▶ What you need to do
Which lines of the entries contain the string "instance"? Copy each of them.

▶ Provided data
══════

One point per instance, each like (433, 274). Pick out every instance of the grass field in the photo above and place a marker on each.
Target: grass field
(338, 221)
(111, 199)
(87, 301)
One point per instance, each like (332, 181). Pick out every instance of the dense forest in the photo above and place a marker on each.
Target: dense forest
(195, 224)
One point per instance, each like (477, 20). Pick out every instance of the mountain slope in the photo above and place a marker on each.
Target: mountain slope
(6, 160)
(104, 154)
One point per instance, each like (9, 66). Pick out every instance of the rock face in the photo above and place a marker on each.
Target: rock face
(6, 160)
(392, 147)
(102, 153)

══════

▶ Response area
One point per instance, each like (433, 274). Pick out every instance of the grass field in the photo above and place a marker on each.
One point per instance, each like (332, 181). Pick out every instance of the dense forest in the photo above and place a marker on each.
One point per instance, each like (477, 20). Pick out every instance of the mountain slope in the photo above and place a marker on each.
One point per instance, each like (9, 66). Pick out every instance of the rock face in the photo above and place a marker on each.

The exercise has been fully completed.